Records
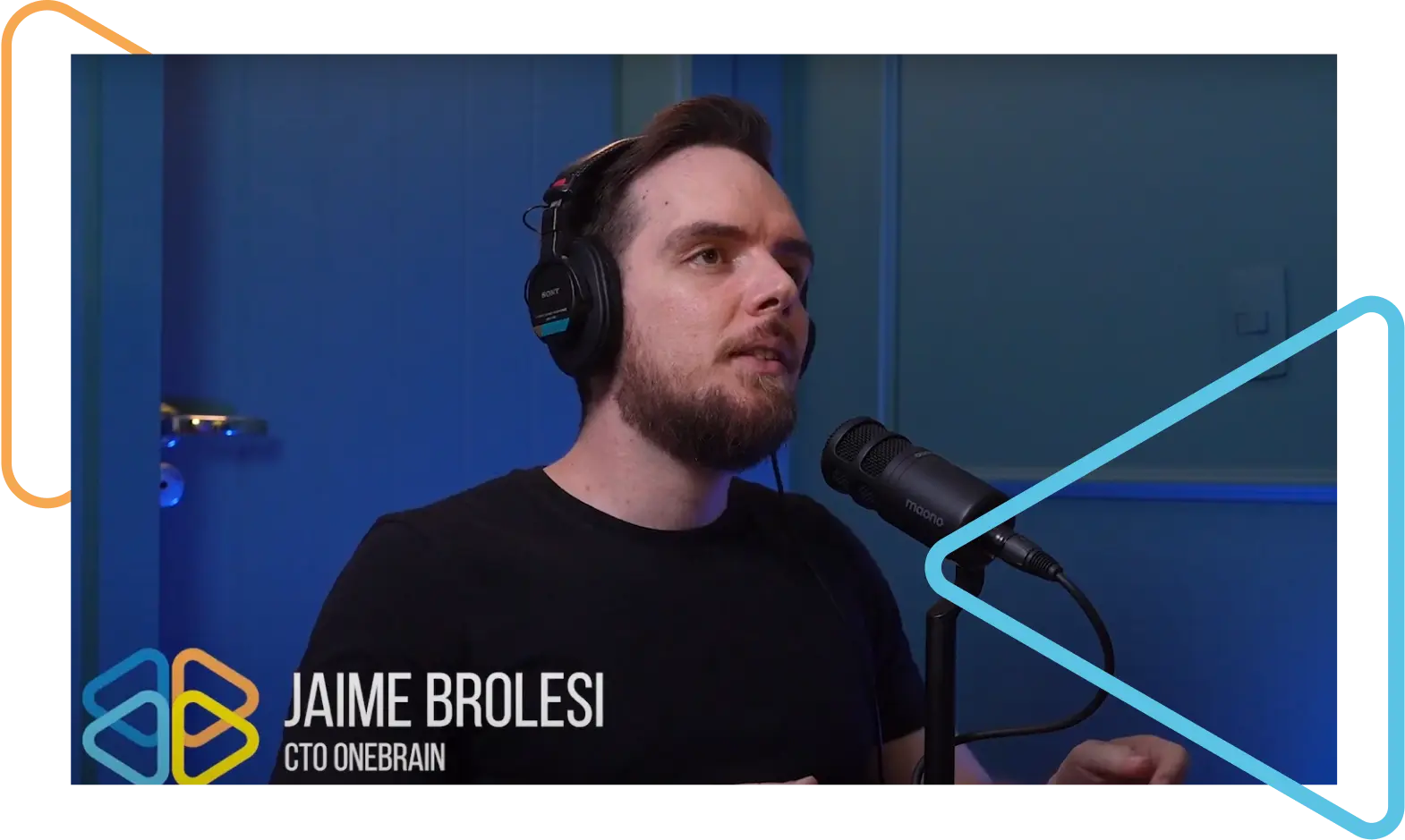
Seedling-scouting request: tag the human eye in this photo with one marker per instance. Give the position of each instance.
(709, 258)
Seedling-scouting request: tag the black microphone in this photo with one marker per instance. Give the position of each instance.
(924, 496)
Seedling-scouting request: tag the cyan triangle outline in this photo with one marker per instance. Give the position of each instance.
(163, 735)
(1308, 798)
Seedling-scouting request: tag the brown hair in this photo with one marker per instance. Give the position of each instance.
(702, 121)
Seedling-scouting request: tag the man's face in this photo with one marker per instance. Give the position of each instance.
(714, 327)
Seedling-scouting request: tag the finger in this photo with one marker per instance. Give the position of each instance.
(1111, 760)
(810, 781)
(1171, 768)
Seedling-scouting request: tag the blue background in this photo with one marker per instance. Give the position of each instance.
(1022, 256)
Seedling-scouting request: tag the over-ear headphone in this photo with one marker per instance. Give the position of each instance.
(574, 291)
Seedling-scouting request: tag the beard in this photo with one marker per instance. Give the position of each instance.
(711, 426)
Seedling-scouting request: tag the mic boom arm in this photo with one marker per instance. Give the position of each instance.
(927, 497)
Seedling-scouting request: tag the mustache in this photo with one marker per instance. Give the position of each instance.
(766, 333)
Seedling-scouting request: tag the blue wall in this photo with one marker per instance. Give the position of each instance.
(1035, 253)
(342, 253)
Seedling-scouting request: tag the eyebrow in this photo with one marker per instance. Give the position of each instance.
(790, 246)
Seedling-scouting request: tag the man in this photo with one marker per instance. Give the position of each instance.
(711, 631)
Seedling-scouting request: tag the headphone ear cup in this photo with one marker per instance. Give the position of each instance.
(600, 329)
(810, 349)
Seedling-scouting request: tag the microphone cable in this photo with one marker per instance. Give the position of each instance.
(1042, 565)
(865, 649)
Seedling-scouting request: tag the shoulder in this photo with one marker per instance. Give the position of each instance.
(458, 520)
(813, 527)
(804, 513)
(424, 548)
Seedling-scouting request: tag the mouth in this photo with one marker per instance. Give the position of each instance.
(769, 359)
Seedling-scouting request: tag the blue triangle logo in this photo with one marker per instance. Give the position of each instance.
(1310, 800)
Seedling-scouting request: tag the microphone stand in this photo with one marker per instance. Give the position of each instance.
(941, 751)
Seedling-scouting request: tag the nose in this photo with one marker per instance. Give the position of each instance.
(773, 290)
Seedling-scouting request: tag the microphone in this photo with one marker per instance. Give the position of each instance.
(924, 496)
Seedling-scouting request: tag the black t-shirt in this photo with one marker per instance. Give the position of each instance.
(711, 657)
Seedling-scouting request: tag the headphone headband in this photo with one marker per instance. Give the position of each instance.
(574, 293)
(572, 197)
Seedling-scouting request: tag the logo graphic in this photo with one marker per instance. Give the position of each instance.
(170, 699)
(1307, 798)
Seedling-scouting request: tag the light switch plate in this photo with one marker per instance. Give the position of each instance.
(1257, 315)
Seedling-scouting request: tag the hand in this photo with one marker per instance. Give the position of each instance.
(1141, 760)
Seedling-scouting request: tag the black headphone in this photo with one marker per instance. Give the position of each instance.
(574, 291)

==

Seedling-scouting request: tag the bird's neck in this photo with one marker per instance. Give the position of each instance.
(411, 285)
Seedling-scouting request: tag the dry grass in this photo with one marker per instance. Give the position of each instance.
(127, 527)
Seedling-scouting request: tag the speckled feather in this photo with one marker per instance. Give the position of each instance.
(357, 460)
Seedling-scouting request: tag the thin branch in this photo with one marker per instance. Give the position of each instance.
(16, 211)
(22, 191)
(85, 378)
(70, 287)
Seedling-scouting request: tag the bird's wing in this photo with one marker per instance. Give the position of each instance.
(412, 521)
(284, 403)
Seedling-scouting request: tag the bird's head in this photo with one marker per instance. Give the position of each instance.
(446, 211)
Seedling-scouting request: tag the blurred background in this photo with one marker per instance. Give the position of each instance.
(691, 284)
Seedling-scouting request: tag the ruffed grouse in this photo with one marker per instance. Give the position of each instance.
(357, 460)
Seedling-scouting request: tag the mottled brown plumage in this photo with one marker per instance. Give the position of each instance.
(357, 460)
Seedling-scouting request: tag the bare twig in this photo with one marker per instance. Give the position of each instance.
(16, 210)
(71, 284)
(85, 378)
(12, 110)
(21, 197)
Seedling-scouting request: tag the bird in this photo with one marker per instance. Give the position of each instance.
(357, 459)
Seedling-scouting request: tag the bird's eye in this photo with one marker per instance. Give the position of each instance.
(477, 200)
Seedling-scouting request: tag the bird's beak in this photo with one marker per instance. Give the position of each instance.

> WHAT TO WORK ON
Please arrange the stretch of the records from the line containing "Seedling-scouting request: tag the human" through the line containing "(1171, 768)" as a numbered list, leaving out any blank lines.

> EXERCISE RESULT
1. Seedling-scouting request: tag the human eye in this photo with one marker per instance. Give the position of each instance.
2. (709, 258)
3. Seedling-scouting request: tag the black microphone in this photo with one marker per instance. Give the position of each instance.
4. (924, 496)
5. Seedling-scouting request: tag the cyan triangle outline in this photo with one marker per instance. Give the position of each instance.
6. (163, 735)
7. (1308, 798)
8. Seedling-scouting request: tag the brown hair in this photo with one marker per instance. Give the position of each instance.
9. (702, 121)
10. Seedling-scouting request: tag the man's face in this photo with one marker per instance. Give the position of each instance.
11. (714, 327)
12. Seedling-scouting request: tag the finger in this photo with one marker per instance. Give the position of each instance.
13. (1111, 760)
14. (810, 781)
15. (1171, 768)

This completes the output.